→ **Goal of the exercise**: Pick out every line of the material below that contains the word "trailer", and copy each one. Case counts, so a match must have the same uppercase and lowercase letters.

::: Supplied material

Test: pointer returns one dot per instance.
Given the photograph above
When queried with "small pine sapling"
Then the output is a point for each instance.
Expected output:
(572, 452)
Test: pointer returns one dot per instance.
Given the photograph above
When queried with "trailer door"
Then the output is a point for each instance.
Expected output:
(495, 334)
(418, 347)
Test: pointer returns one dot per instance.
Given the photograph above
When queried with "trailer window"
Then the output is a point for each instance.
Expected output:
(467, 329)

::::::
::: Supplied material

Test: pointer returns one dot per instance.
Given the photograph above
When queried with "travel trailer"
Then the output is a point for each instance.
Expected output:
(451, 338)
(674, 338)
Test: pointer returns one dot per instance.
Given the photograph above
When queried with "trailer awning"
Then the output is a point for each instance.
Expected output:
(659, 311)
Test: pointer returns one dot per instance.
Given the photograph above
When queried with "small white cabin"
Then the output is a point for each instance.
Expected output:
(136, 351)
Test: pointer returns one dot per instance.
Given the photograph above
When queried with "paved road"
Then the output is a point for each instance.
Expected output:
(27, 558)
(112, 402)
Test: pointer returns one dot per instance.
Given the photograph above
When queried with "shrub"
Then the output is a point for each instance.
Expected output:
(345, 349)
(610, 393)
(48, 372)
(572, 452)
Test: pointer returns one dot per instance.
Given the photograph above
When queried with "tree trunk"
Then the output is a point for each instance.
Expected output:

::::::
::: Supplied material

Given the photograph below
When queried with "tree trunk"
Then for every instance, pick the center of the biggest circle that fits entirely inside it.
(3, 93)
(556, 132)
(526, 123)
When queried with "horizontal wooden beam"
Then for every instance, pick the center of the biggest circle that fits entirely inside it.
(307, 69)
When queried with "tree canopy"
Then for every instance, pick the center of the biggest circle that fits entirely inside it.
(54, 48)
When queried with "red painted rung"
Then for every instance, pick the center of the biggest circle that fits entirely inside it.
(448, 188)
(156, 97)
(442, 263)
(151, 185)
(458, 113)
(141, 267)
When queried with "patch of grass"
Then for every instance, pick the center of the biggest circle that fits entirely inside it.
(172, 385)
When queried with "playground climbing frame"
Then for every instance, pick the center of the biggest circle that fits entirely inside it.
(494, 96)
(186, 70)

::::::

→ **Task output**:
When queried with "trailer door"
When queried with "trailer window"
When queried with "travel trailer"
When queried with "trailer awning"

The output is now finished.